** begin Working data **

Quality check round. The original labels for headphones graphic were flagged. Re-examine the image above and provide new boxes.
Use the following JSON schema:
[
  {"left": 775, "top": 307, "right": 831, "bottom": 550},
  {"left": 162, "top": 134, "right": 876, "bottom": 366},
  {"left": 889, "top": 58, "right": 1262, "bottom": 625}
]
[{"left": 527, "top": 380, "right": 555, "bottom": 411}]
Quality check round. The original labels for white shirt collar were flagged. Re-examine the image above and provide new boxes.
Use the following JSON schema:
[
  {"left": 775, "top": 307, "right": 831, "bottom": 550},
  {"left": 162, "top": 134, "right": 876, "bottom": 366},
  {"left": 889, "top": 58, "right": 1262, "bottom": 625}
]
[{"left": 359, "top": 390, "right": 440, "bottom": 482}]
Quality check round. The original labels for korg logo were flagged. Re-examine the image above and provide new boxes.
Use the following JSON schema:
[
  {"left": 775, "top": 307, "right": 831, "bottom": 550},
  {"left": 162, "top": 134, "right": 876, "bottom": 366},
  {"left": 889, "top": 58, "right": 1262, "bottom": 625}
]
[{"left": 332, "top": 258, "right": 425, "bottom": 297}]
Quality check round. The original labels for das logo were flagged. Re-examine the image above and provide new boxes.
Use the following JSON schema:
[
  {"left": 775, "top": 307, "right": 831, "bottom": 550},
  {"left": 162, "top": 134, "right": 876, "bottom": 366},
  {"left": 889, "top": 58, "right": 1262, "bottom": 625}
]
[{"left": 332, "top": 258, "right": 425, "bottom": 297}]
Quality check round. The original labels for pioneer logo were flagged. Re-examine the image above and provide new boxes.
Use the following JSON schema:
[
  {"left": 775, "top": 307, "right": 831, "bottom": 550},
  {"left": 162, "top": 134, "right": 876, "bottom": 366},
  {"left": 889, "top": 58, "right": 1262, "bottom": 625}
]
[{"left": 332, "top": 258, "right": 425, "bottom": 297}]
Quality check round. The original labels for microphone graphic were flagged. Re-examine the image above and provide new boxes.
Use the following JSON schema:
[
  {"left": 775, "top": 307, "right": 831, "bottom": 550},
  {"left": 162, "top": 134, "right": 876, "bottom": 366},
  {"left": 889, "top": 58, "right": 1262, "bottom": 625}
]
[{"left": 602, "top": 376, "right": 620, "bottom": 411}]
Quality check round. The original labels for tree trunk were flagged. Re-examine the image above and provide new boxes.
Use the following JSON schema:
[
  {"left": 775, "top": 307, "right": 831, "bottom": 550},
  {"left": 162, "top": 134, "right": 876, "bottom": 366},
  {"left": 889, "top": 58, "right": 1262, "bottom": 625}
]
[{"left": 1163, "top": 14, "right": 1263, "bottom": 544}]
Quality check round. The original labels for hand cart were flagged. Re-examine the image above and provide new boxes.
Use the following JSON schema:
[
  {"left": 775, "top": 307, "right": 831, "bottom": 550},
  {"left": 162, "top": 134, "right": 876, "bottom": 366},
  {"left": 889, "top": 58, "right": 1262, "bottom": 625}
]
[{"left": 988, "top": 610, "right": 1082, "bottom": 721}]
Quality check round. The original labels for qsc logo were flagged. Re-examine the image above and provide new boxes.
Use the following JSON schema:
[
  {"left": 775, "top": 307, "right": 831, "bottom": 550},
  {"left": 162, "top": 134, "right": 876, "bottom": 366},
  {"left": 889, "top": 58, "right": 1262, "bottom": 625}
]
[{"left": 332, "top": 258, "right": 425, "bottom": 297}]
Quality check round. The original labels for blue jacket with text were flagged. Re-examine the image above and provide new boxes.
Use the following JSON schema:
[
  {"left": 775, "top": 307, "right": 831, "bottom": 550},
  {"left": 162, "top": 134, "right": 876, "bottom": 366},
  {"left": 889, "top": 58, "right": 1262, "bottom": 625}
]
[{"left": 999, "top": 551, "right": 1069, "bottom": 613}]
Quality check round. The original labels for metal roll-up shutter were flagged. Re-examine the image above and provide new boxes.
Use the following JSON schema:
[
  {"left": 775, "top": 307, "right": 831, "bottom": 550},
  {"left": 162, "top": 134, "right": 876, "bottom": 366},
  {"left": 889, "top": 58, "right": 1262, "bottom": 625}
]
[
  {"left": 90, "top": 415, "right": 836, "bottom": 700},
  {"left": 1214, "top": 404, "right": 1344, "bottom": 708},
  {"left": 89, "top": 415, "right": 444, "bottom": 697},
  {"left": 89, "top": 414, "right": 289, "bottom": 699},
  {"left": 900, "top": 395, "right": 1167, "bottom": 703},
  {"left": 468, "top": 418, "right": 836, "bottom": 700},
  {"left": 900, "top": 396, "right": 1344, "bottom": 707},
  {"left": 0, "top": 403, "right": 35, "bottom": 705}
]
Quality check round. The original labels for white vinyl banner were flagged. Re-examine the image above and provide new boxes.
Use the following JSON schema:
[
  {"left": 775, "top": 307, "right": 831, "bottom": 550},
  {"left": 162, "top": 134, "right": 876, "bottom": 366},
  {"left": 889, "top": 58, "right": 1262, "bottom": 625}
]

** end Working data **

▶ Aim of the exercise:
Restate the data above word for word.

▶ Answer to this task:
Quality check round. The original labels for headphones graphic were flagged. Re-examine the image above and provide new boxes.
Use the following JSON schema:
[
  {"left": 775, "top": 307, "right": 831, "bottom": 550},
  {"left": 162, "top": 134, "right": 876, "bottom": 366},
  {"left": 889, "top": 58, "right": 1262, "bottom": 625}
]
[{"left": 527, "top": 380, "right": 555, "bottom": 411}]
Quality check round. The original labels for white shirt collar were flagged. Re-examine the image above and provide new boxes.
Use the following JSON schema:
[
  {"left": 775, "top": 307, "right": 831, "bottom": 550},
  {"left": 162, "top": 134, "right": 876, "bottom": 366},
  {"left": 889, "top": 58, "right": 1262, "bottom": 625}
]
[{"left": 359, "top": 390, "right": 440, "bottom": 482}]
Quality check round. The original labels for korg logo were flagged. Re-examine the image above and provide new boxes.
Use the following JSON schema:
[
  {"left": 775, "top": 307, "right": 831, "bottom": 550},
  {"left": 162, "top": 134, "right": 876, "bottom": 366},
  {"left": 889, "top": 58, "right": 1262, "bottom": 625}
]
[{"left": 332, "top": 258, "right": 425, "bottom": 297}]
Quality check round. The original labels for das logo were flagged. Re-examine the image above and provide new boxes.
Use the following JSON schema:
[
  {"left": 775, "top": 307, "right": 831, "bottom": 550},
  {"left": 162, "top": 134, "right": 876, "bottom": 366},
  {"left": 889, "top": 58, "right": 1262, "bottom": 625}
]
[{"left": 332, "top": 258, "right": 425, "bottom": 297}]
Quality check round. The original labels for pioneer logo were flagged. Re-examine the image above and provide new boxes.
Use the following JSON schema:
[
  {"left": 775, "top": 307, "right": 831, "bottom": 550},
  {"left": 162, "top": 134, "right": 876, "bottom": 366},
  {"left": 889, "top": 58, "right": 1262, "bottom": 625}
]
[{"left": 332, "top": 258, "right": 425, "bottom": 297}]
Quality check round. The original labels for microphone graphic were flagged. Re-examine the image above and provide new boxes.
Use the following JSON schema:
[
  {"left": 775, "top": 307, "right": 831, "bottom": 550},
  {"left": 162, "top": 134, "right": 876, "bottom": 366},
  {"left": 889, "top": 58, "right": 1262, "bottom": 625}
]
[{"left": 602, "top": 376, "right": 620, "bottom": 411}]
Quality check round. The original labels for tree trunk were flagged. Re-examine the image above and provide new boxes.
Use the following JSON schema:
[
  {"left": 775, "top": 307, "right": 831, "bottom": 550},
  {"left": 162, "top": 134, "right": 876, "bottom": 366},
  {"left": 889, "top": 58, "right": 1262, "bottom": 625}
]
[{"left": 1163, "top": 14, "right": 1263, "bottom": 544}]
Quality check round. The original labels for hand cart were flagged. Re-examine the image above and provide new boxes.
Use the following JSON schema:
[
  {"left": 775, "top": 307, "right": 831, "bottom": 550},
  {"left": 162, "top": 134, "right": 876, "bottom": 366},
  {"left": 889, "top": 58, "right": 1262, "bottom": 625}
]
[{"left": 988, "top": 610, "right": 1082, "bottom": 721}]
Quality check round. The original labels for qsc logo were flagged. Re-examine the image above and provide new boxes.
Use the following JSON schema:
[
  {"left": 775, "top": 307, "right": 831, "bottom": 550},
  {"left": 162, "top": 134, "right": 876, "bottom": 366},
  {"left": 889, "top": 58, "right": 1262, "bottom": 625}
]
[{"left": 332, "top": 258, "right": 425, "bottom": 297}]
Quality check round. The original labels for blue jacket with text were flagged. Re-examine the image above and provide new boxes.
Use the following JSON schema:
[
  {"left": 775, "top": 307, "right": 831, "bottom": 550},
  {"left": 162, "top": 134, "right": 876, "bottom": 366},
  {"left": 889, "top": 58, "right": 1262, "bottom": 625}
]
[{"left": 999, "top": 551, "right": 1069, "bottom": 613}]
Quality check round. The original labels for metal roll-up shutter were flagged. Re-examine the image above and provide new boxes.
Use the following JSON schema:
[
  {"left": 775, "top": 307, "right": 831, "bottom": 550},
  {"left": 162, "top": 134, "right": 876, "bottom": 366},
  {"left": 889, "top": 58, "right": 1262, "bottom": 625}
]
[
  {"left": 90, "top": 415, "right": 836, "bottom": 700},
  {"left": 1214, "top": 404, "right": 1344, "bottom": 708},
  {"left": 89, "top": 415, "right": 444, "bottom": 697},
  {"left": 89, "top": 414, "right": 289, "bottom": 699},
  {"left": 900, "top": 395, "right": 1167, "bottom": 703},
  {"left": 468, "top": 418, "right": 836, "bottom": 700},
  {"left": 900, "top": 396, "right": 1344, "bottom": 707},
  {"left": 0, "top": 403, "right": 35, "bottom": 705}
]
Quality check round. The original labels for white vinyl banner were flagged. Re-examine the image above and provide new boxes.
Use the following JSON schema:
[
  {"left": 775, "top": 307, "right": 831, "bottom": 550},
  {"left": 162, "top": 134, "right": 876, "bottom": 366},
  {"left": 889, "top": 58, "right": 1262, "bottom": 625}
]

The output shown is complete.